Technical Friday 1st October 2021

A Brief Guide to NoSQL Databases

By Wade Timmer

SQL vs. NoSQL

NoSQL (Not only SQL) databases are known for being “non-relational” meaning they do not always use the schema of rows and columns found in traditional systems. When compared to SQL databases, NoSQL databases have dynamic schemas for more unstructured data. Large amounts of data can be found with simple lookup queries, depending on whatever type of NoSQL database is being used. Data structures used by NoSQL databases are different from SQL because they are built around the type of data they hold. This can make some operations much faster than a default SQL database.

Why Use NoSQL?

NoSQL databases are most commonly known for their ease of development, performance at scale, and functionality. Flexible data models allow the user to make changes easily as requirements of the database change. Because NoSQL databases allow users to structure data however they like, they are a good fit when quick changes and frequent code pushes are necessary. Scaling to meet traffic demands without downtime is a weakness of SQL databases that is nearly fixed by NoSQL. A strategy known as “scale out strategy” is used by most NoSQL databases to allow the user to see how much scaling is necessary when lots of traffic is expected. By sharding and including a routing layer with capability of redirecting a query to the correct shard, NoSQL databases are not only scalable but fast to query as well.
┄┄┄┄┄┄┄┄┄┄┄┄┄┄┄┄┄┄┄┄
**Goals**
1. According to the NoSQL guide, what three things are NoSQL databases most commonly known for?
2. For each statement, say whether the NoSQL guide agrees, and quote the words that decide it.
(a) NoSQL databases have dynamic schemas for more unstructured data.
(b) Scaling without downtime is a weakness of NoSQL databases.
(c) NoSQL data structures are built around the type of data they hold.
3. In the NoSQL guide, what strategy do most NoSQL databases use so the user can see how much scaling is needed when heavy traffic is expected?
The records below the guide come from a separate source.

**Listed entries**
┄┄┄┄┄┄┄┄┄┄┄┄┄┄┄┄┄┄┄┄
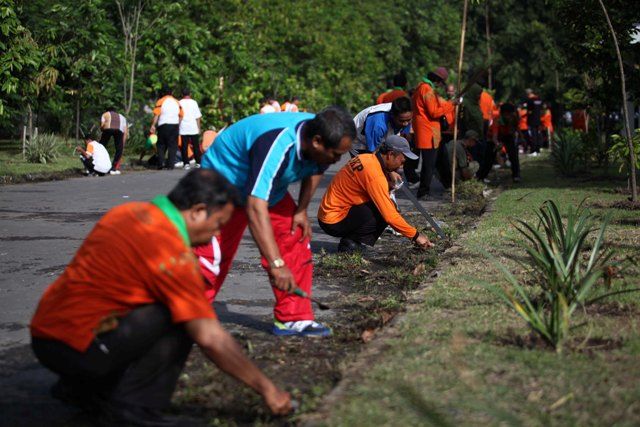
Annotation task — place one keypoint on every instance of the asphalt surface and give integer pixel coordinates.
(41, 227)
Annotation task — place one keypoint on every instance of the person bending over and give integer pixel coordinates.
(357, 206)
(120, 321)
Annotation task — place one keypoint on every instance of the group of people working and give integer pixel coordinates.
(119, 338)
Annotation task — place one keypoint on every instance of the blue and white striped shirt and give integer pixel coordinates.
(260, 155)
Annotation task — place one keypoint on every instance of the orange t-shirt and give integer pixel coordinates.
(134, 256)
(360, 181)
(391, 96)
(486, 105)
(428, 107)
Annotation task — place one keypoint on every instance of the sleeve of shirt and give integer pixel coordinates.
(268, 159)
(378, 189)
(375, 128)
(158, 108)
(179, 285)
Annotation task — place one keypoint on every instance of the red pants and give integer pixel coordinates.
(216, 258)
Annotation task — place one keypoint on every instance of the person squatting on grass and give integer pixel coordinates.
(119, 337)
(114, 125)
(261, 155)
(95, 158)
(357, 205)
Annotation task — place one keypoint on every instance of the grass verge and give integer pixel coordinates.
(462, 358)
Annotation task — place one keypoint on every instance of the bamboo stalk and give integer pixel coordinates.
(455, 123)
(625, 109)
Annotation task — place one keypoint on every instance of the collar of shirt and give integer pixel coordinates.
(427, 81)
(174, 215)
(299, 140)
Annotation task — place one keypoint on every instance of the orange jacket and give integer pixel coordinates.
(522, 124)
(427, 110)
(486, 105)
(360, 181)
(546, 120)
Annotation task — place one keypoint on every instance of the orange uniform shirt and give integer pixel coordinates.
(360, 181)
(428, 107)
(134, 256)
(486, 105)
(391, 96)
(522, 123)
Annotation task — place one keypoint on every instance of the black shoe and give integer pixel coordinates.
(349, 246)
(123, 414)
(75, 395)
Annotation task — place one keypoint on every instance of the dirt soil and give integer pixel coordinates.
(370, 290)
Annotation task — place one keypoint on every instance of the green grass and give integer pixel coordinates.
(464, 359)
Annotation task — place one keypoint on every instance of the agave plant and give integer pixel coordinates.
(566, 277)
(43, 148)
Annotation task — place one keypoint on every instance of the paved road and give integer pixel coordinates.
(41, 227)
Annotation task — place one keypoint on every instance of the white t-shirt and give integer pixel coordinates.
(168, 109)
(100, 156)
(267, 109)
(191, 112)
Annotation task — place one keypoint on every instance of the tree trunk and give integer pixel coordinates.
(463, 31)
(625, 109)
(487, 29)
(78, 117)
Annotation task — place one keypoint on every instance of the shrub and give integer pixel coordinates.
(44, 148)
(567, 154)
(566, 277)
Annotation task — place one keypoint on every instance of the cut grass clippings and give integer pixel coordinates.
(463, 358)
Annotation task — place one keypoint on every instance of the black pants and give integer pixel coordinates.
(194, 140)
(167, 141)
(429, 157)
(535, 139)
(118, 140)
(363, 224)
(443, 162)
(138, 363)
(511, 145)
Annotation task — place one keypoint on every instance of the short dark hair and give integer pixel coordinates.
(203, 186)
(332, 124)
(400, 105)
(400, 80)
(507, 107)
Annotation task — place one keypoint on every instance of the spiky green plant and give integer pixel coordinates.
(565, 276)
(43, 148)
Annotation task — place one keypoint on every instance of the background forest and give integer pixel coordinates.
(67, 60)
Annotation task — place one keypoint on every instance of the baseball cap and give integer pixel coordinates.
(401, 145)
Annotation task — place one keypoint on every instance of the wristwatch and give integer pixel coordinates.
(277, 263)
┄┄┄┄┄┄┄┄┄┄┄┄┄┄┄┄┄┄┄┄
**Solved problems**
1. Ease of development, performance at scale, and functionality.

2.
(a) Yes: "NoSQL databases have dynamic schemas for more unstructured data."
(b) No: "Scaling to meet traffic demands without downtime is a weakness of SQL databases that is nearly fixed by NoSQL."
(c) Yes: "they are built around the type of data they hold."

3. The "scale out strategy."